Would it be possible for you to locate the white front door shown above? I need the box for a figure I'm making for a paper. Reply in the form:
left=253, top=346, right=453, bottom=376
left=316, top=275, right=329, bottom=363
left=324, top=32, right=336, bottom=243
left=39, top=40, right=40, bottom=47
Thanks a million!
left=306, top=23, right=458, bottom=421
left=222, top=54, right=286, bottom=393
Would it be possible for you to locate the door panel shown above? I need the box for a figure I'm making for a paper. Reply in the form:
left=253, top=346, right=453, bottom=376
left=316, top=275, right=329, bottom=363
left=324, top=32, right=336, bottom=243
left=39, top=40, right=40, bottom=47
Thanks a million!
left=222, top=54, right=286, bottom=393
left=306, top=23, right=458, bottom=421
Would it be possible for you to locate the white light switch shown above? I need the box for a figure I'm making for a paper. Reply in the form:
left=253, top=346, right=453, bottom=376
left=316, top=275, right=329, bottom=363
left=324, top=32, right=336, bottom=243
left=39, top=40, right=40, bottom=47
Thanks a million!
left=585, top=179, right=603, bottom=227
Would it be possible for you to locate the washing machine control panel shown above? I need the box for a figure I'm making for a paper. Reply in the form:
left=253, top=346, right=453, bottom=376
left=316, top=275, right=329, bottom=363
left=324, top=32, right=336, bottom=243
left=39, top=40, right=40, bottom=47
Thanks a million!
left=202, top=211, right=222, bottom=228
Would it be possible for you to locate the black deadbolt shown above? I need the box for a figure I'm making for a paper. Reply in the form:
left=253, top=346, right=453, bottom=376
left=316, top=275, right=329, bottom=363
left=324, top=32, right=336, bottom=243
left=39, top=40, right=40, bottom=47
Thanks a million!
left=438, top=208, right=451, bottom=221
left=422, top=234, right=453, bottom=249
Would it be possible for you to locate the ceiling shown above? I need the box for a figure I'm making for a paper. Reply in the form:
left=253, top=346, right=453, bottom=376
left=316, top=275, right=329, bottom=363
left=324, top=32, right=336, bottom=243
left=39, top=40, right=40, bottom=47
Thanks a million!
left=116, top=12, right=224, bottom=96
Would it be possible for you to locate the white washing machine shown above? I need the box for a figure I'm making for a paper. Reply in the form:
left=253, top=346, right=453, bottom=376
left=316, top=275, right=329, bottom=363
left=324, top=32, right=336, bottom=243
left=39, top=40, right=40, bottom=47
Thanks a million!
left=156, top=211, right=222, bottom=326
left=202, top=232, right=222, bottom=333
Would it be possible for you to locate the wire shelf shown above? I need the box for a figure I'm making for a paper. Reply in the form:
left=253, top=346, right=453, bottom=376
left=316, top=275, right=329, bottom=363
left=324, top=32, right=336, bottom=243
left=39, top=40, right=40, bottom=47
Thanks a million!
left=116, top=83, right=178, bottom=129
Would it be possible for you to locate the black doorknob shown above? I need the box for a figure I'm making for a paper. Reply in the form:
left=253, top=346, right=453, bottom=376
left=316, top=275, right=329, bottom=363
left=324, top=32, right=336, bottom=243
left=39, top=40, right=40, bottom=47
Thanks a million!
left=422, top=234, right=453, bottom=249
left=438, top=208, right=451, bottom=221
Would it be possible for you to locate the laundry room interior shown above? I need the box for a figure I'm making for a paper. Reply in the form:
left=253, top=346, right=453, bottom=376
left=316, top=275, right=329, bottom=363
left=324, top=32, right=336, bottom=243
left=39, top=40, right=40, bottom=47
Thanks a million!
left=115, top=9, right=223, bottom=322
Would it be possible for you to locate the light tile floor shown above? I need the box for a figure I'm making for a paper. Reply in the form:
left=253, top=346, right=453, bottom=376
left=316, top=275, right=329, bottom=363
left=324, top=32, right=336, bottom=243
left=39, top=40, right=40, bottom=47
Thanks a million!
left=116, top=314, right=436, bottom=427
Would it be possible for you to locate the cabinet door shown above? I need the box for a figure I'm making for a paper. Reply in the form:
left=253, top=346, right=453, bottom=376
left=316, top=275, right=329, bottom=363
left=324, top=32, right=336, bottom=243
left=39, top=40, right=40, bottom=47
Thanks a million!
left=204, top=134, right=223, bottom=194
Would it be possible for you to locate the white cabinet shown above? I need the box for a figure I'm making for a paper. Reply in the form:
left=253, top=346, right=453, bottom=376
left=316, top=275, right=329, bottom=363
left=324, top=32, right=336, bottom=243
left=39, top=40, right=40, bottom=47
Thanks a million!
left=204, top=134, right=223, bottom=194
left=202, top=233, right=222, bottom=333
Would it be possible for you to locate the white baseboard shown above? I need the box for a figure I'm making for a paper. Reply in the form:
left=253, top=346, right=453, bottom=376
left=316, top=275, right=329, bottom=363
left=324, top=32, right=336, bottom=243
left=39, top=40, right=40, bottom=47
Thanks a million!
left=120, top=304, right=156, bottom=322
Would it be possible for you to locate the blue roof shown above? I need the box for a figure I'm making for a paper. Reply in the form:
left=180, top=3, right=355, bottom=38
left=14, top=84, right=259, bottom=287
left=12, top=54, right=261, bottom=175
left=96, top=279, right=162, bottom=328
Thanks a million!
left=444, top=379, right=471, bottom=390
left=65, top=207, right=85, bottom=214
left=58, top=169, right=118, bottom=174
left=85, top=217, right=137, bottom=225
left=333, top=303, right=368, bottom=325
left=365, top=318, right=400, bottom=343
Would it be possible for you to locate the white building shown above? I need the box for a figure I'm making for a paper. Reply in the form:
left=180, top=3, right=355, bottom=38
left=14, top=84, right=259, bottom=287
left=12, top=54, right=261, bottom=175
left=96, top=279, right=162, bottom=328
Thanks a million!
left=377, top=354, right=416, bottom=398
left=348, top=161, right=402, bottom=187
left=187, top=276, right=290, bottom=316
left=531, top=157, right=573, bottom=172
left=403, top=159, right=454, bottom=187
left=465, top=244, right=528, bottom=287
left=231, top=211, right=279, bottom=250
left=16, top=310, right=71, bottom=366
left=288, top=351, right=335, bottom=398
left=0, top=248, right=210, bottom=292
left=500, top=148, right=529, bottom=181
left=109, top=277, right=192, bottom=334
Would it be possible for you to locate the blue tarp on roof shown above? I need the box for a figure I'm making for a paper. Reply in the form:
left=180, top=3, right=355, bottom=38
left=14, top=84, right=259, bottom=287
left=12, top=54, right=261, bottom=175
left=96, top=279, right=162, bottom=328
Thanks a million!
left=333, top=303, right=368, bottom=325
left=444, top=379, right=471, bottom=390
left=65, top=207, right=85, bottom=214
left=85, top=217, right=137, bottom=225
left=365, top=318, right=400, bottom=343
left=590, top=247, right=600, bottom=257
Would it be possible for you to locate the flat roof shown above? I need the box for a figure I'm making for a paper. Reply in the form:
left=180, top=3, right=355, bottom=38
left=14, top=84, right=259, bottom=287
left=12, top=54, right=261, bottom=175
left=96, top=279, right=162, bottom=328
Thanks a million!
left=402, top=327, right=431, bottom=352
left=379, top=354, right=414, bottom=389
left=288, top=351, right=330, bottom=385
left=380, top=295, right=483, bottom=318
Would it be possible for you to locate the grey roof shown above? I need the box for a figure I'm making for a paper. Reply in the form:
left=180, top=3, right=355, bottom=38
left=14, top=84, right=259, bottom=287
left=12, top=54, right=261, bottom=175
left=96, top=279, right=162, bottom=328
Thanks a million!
┄┄┄┄┄┄┄┄┄┄┄┄┄┄┄┄┄┄┄┄
Problem statement: Copy all of the records above word for word, line by line, with nothing added or left out.

Task response:
Would it be possible for you to locate the white front door shown above? I need the box for a figure I'm making for a paper. Reply in the form:
left=253, top=346, right=453, bottom=376
left=316, top=275, right=329, bottom=363
left=324, top=32, right=336, bottom=243
left=39, top=40, right=40, bottom=47
Thanks a million!
left=306, top=23, right=458, bottom=421
left=222, top=54, right=286, bottom=393
Would it be possible for you to locate the door panel shown above? I need the box for a figure I'm making for a paper. Reply in the form:
left=253, top=346, right=453, bottom=376
left=316, top=275, right=329, bottom=363
left=324, top=32, right=336, bottom=243
left=39, top=40, right=40, bottom=47
Thanks a million!
left=222, top=54, right=286, bottom=393
left=306, top=23, right=458, bottom=421
Would it be possible for you to locate the white light switch shown above? I need the box for a figure I'm making for a paper. Reply in the form:
left=253, top=346, right=453, bottom=376
left=316, top=275, right=329, bottom=363
left=324, top=32, right=336, bottom=243
left=39, top=40, right=40, bottom=47
Thanks a million!
left=585, top=179, right=603, bottom=227
Would it be possible for you to locate the washing machine control panel shown above? I need the box for a figure I'm making for a paper. Reply in the form:
left=253, top=346, right=453, bottom=376
left=316, top=275, right=329, bottom=363
left=324, top=32, right=336, bottom=243
left=39, top=40, right=40, bottom=47
Thanks a million!
left=202, top=211, right=222, bottom=228
Would it be possible for you to locate the black deadbolt shown above? I need the box for a figure I'm making for a paper. Reply in the form:
left=253, top=346, right=453, bottom=376
left=316, top=275, right=329, bottom=363
left=324, top=32, right=336, bottom=243
left=39, top=40, right=40, bottom=47
Thanks a million!
left=438, top=208, right=451, bottom=221
left=422, top=234, right=453, bottom=249
Would it be possible for you to locate the ceiling shown above? I need the box for a figure I'm making for a paper. Reply in the form:
left=253, top=346, right=453, bottom=376
left=316, top=275, right=329, bottom=363
left=324, top=32, right=336, bottom=243
left=39, top=40, right=40, bottom=47
Thanks a million!
left=116, top=12, right=224, bottom=96
Would it be possible for you to locate the white washing machine shown above? I need the box for a figure I'm making for a paper. Reply in the form:
left=253, top=346, right=453, bottom=376
left=316, top=275, right=329, bottom=363
left=324, top=32, right=336, bottom=243
left=39, top=40, right=40, bottom=47
Thanks a million!
left=156, top=211, right=222, bottom=326
left=202, top=232, right=222, bottom=333
Would it be possible for you to locate the wire shelf shown above? I need the box for a figure I'm making for a paper. Reply in the form:
left=253, top=346, right=453, bottom=376
left=316, top=275, right=329, bottom=363
left=324, top=32, right=336, bottom=243
left=39, top=40, right=40, bottom=47
Thanks a million!
left=116, top=83, right=178, bottom=129
Would it be possible for you to locate the black doorknob shown above? I need the box for a figure I'm making for a paper. Reply in the form:
left=253, top=346, right=453, bottom=376
left=316, top=275, right=329, bottom=363
left=324, top=32, right=336, bottom=243
left=39, top=40, right=40, bottom=47
Thanks a million!
left=422, top=234, right=453, bottom=249
left=438, top=208, right=451, bottom=221
Would it be possible for you to locate the laundry room interior shown above? I need the box for a figure I'm making for a paper. Reply in the form:
left=253, top=346, right=453, bottom=376
left=316, top=275, right=329, bottom=363
left=324, top=32, right=336, bottom=243
left=39, top=40, right=40, bottom=47
Thanks a million!
left=115, top=9, right=223, bottom=322
Would it be possible for you to locate the light tile floor shown above? I need the box for a figure I'm making for a paper. Reply in the form:
left=253, top=346, right=453, bottom=376
left=316, top=275, right=329, bottom=363
left=324, top=32, right=336, bottom=243
left=39, top=40, right=40, bottom=47
Thanks a million!
left=116, top=314, right=436, bottom=427
Would it be possible for you to locate the cabinet door shown above? I need the box for a figure I'm making for a paper. Reply in the form:
left=253, top=346, right=453, bottom=376
left=316, top=275, right=329, bottom=363
left=324, top=32, right=336, bottom=243
left=39, top=40, right=40, bottom=47
Thanks a million!
left=204, top=134, right=223, bottom=194
Would it be possible for you to locate the white cabinet shown above? I need the box for a figure I'm making for a paper. Reply in the form:
left=253, top=346, right=453, bottom=376
left=316, top=275, right=329, bottom=363
left=324, top=32, right=336, bottom=243
left=39, top=40, right=40, bottom=47
Thanks a million!
left=204, top=134, right=223, bottom=194
left=202, top=233, right=222, bottom=333
Would it be possible for you to locate the white baseboard shown above? I need the box for a figure I'm making for a paper. Reply in the form:
left=253, top=346, right=453, bottom=376
left=316, top=275, right=329, bottom=363
left=324, top=32, right=336, bottom=243
left=39, top=40, right=40, bottom=47
Thanks a million!
left=120, top=304, right=156, bottom=322
Would it be possible for you to locate the blue roof shown above? I need the box for a figure I'm making for a paper. Reply in the form:
left=180, top=3, right=355, bottom=38
left=14, top=84, right=259, bottom=287
left=12, top=54, right=261, bottom=175
left=96, top=279, right=162, bottom=328
Thanks a million!
left=444, top=379, right=471, bottom=390
left=65, top=207, right=85, bottom=214
left=58, top=169, right=118, bottom=174
left=85, top=217, right=137, bottom=225
left=333, top=303, right=368, bottom=325
left=365, top=318, right=400, bottom=343
Would it be possible for you to locate the white building shown above? I need the box for a figure I'm making for a paper. Reply in the form:
left=180, top=3, right=355, bottom=38
left=14, top=84, right=259, bottom=287
left=12, top=54, right=261, bottom=175
left=96, top=279, right=162, bottom=328
Thanks a million!
left=377, top=354, right=416, bottom=398
left=348, top=161, right=402, bottom=187
left=187, top=276, right=290, bottom=316
left=531, top=157, right=573, bottom=172
left=403, top=159, right=454, bottom=187
left=465, top=244, right=528, bottom=287
left=231, top=211, right=279, bottom=250
left=16, top=310, right=71, bottom=366
left=288, top=351, right=335, bottom=398
left=0, top=248, right=210, bottom=292
left=500, top=148, right=529, bottom=181
left=109, top=277, right=192, bottom=334
Would it be possible for you to locate the blue tarp on roof shown above? I need the box for a figure I'm making for a paper. Reply in the form:
left=180, top=3, right=355, bottom=38
left=14, top=84, right=259, bottom=287
left=12, top=54, right=261, bottom=175
left=96, top=279, right=162, bottom=328
Thanks a million!
left=333, top=303, right=368, bottom=325
left=444, top=379, right=471, bottom=390
left=65, top=207, right=85, bottom=214
left=85, top=217, right=137, bottom=225
left=365, top=318, right=400, bottom=343
left=590, top=247, right=600, bottom=257
Would it be possible for you to locate the flat roof shown above? I need the box for a figure I'm making for a paper. Reply in the form:
left=180, top=3, right=355, bottom=38
left=14, top=84, right=259, bottom=287
left=12, top=54, right=261, bottom=175
left=96, top=279, right=162, bottom=328
Thanks a million!
left=402, top=327, right=431, bottom=352
left=379, top=354, right=414, bottom=389
left=288, top=351, right=330, bottom=385
left=380, top=295, right=483, bottom=318
Would it be possible for you to locate the grey roof shown above? I need the box for a figure I'm making for a paper. Reply in the form:
left=180, top=3, right=355, bottom=38
left=14, top=84, right=259, bottom=287
left=12, top=54, right=261, bottom=175
left=96, top=279, right=162, bottom=328
Thanks a million!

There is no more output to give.